### WHAT THE EXERCISE ASKS:
Please return exactly the lines from the one containing "One keypoint belongs on each instance. Annotate the blue helmet" through the end of the records, including both.

-- DATA SUPPLIED follows --

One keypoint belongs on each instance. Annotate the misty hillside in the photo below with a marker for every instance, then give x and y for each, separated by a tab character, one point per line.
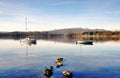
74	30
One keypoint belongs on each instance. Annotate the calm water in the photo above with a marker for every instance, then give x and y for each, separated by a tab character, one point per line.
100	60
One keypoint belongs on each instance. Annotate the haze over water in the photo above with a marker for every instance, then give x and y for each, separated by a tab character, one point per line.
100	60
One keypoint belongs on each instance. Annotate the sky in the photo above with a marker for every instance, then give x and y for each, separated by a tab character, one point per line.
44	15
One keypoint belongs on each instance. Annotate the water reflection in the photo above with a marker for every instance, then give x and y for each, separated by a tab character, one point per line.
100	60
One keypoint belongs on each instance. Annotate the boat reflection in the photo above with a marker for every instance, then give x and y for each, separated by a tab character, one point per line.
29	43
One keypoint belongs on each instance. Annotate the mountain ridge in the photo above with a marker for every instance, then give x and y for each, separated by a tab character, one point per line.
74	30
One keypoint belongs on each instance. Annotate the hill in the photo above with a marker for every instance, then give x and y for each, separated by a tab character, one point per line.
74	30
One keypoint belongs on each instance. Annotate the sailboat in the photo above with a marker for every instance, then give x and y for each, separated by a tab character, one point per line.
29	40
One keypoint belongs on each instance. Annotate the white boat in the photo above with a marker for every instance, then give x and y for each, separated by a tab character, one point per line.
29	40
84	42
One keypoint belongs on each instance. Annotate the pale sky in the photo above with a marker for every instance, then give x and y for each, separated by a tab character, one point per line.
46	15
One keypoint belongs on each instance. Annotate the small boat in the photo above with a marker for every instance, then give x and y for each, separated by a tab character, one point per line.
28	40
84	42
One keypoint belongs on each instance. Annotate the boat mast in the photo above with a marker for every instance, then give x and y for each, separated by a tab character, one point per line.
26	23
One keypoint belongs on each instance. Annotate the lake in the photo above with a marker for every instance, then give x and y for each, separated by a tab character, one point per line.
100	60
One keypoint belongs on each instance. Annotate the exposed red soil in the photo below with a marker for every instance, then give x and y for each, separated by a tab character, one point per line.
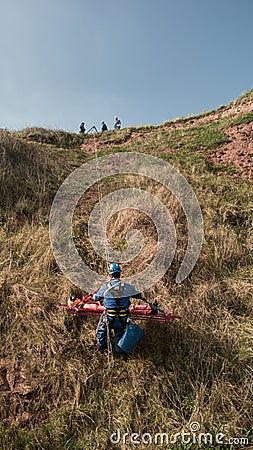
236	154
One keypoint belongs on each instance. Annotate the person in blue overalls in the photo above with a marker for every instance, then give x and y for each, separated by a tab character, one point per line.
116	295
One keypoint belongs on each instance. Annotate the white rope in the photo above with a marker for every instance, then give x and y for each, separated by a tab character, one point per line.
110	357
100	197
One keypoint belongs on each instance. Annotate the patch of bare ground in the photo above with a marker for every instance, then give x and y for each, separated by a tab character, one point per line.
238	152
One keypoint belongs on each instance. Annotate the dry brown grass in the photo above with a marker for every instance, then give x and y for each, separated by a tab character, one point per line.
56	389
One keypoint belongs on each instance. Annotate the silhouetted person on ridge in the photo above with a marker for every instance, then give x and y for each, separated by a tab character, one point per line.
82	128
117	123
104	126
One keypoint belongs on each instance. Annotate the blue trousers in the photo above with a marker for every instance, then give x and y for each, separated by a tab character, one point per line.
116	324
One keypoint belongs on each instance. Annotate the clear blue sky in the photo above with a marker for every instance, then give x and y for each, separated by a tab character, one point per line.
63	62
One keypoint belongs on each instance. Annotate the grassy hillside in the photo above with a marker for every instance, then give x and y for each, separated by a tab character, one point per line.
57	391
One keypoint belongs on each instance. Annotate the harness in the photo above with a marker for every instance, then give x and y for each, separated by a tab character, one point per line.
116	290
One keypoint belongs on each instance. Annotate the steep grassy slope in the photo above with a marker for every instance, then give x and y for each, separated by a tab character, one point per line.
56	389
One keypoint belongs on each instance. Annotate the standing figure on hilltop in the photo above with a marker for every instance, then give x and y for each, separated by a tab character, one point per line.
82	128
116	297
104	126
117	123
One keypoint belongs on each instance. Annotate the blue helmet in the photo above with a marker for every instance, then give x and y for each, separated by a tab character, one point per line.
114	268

-- DATA SUPPLIED concluded --

### SOLUTION TO THE EXERCISE:
One keypoint belongs on each instance. Annotate the blue helmet in the photo above with a marker for every instance, then give x and y for each, separated by a tab character, one point per line.
114	268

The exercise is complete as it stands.